WHAT YOU SHOULD DO —
Every entry must be given again exactly. Include no pictures.

------------------------------

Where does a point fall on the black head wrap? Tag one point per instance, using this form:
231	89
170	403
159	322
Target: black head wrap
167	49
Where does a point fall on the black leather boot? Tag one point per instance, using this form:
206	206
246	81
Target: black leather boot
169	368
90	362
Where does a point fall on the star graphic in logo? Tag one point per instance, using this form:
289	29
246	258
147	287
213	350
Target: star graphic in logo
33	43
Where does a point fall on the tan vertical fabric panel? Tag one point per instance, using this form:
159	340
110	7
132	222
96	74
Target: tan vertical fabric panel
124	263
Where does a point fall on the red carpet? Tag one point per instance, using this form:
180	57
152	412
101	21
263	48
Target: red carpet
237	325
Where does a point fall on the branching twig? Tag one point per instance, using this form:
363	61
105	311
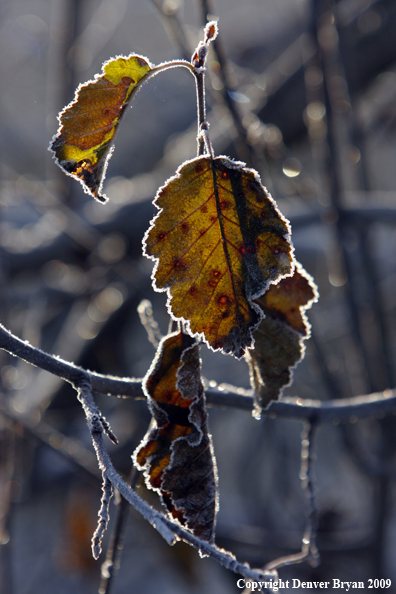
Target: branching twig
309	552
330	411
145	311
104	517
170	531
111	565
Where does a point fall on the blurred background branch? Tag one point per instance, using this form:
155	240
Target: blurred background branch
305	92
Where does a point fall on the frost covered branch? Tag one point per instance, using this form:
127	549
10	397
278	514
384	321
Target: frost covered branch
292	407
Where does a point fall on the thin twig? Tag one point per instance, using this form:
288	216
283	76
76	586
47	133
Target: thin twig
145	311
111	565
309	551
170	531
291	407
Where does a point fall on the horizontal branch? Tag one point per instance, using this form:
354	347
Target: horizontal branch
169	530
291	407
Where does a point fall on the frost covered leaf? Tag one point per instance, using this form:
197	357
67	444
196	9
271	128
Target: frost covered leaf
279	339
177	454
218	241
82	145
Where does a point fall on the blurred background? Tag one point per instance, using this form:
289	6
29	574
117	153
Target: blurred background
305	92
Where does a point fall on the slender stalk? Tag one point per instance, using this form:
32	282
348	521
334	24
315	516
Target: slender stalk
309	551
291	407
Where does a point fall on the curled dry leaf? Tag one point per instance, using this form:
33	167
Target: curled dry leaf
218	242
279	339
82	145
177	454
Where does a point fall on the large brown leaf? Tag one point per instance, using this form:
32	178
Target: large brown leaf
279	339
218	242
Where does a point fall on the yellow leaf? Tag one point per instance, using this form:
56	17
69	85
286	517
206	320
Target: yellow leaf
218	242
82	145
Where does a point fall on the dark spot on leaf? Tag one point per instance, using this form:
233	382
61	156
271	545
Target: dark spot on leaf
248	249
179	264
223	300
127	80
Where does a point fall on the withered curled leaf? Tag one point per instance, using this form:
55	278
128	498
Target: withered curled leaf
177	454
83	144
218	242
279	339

------------------------------

REPLY TO THE TASK —
Where does a point fall on the black head wrap? Tag one point per instance, using this form:
231	89
170	403
159	322
Target: black head wrap
167	49
Where does a point fall on the black leather boot? Tag one point per instance, using this form:
206	206
246	81
Target: black leather boot
169	368
90	362
Where does a point fall on the star graphic in logo? Tag one point per instance, using this form:
289	29
246	258
147	287
213	350
Target: star graphic in logo
33	43
Where does a point fall on the tan vertical fabric panel? Tag one point per instance, using this form:
159	340
110	7
132	222
96	74
Target: tan vertical fabric panel
124	263
Where does a point fall on the red carpet? Tag one point per instance, using this form:
180	57
152	412
101	21
263	48
Target: red carpet
237	325
Where does a point fall on the branching twig? Tag one point per instance, using this form:
363	61
105	311
Target: branching twig
309	552
330	411
145	311
104	517
170	531
111	565
Where does a point fall on the blurred background branch? Tag one point per instance, using this form:
155	240
Target: blurred background branch
305	92
Where does a point fall on the frost covered branch? Tag one point per instance, using this form:
127	549
10	397
278	514
384	321
Target: frost covered branch
292	407
Where does a point fall on the thin twig? Tag one point per instance, using this form:
288	216
283	76
76	586
47	133
Target: thin twig
145	311
111	565
309	551
170	531
291	407
Where does a point fall on the horizontal branch? Tag one point per instance, using this form:
354	347
Target: horizontal branch
169	530
291	407
Where does a point fall on the frost covered leaf? Tag one point per instance, using this form:
197	357
67	444
196	9
271	128
Target: frost covered leaf
279	339
177	454
218	241
82	145
Where does a point fall on the blurred background? Tag one point per instance, using this form:
289	6
29	574
117	153
Target: blurred background
305	92
Where does a point fall on the slender stalk? Tag one point per instance, using this form:
32	282
348	521
334	24
315	516
Target: slender stalk
309	551
291	407
Where does a point fall on the curled dry leaf? Tag one point per instance, using this form:
33	167
Target: curled dry leaf
218	242
279	339
82	145
177	454
Where does a point fall on the large brown leaf? Tag one point per instance, using this form:
32	178
Target: large brown leaf
279	339
218	242
Where does a point fall on the yellow leaf? Tag one point per instance, using this form:
56	17
69	85
286	517
206	320
Target: yellow leaf
218	242
82	145
Where does a point fall on the dark spot on leaf? Tag one point per instance, using this form:
233	382
61	156
271	545
Target: dark spot on leaf
248	249
179	264
223	300
127	80
Where does a point fall on the withered curled leaf? Tag one point per instance, using this form:
55	278
128	498
Target: withered curled leaf
177	454
83	144
218	242
279	339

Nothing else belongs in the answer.